DIRECTIONS: Update the entries below by replacing "jersey" with "shirt" and leaving everything else unchanged. Omit the pictures from your answer.

SUPPLIED DATA:

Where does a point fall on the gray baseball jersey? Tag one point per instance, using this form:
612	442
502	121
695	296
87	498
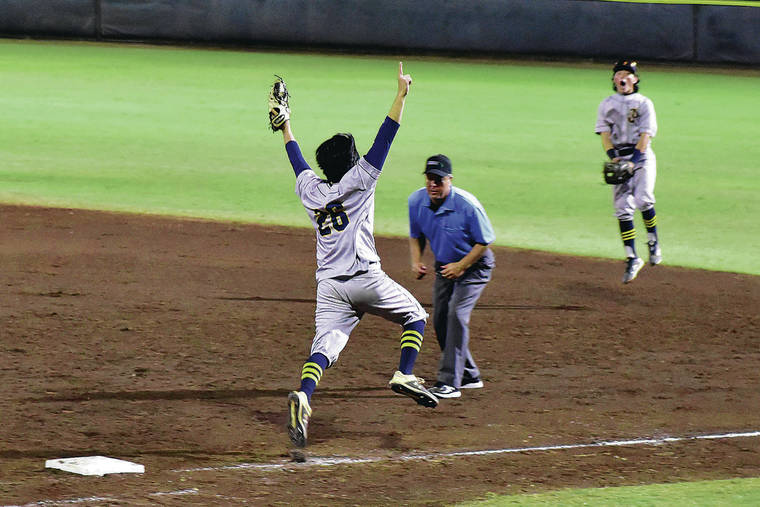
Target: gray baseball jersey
350	281
626	117
343	214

COMPLETE ANSWER:
Where does a point fall on the gray baseball shirt? Tag one point per instance, using this form:
612	442
502	121
695	296
87	498
Target: gray baseball shirt
350	281
626	117
343	214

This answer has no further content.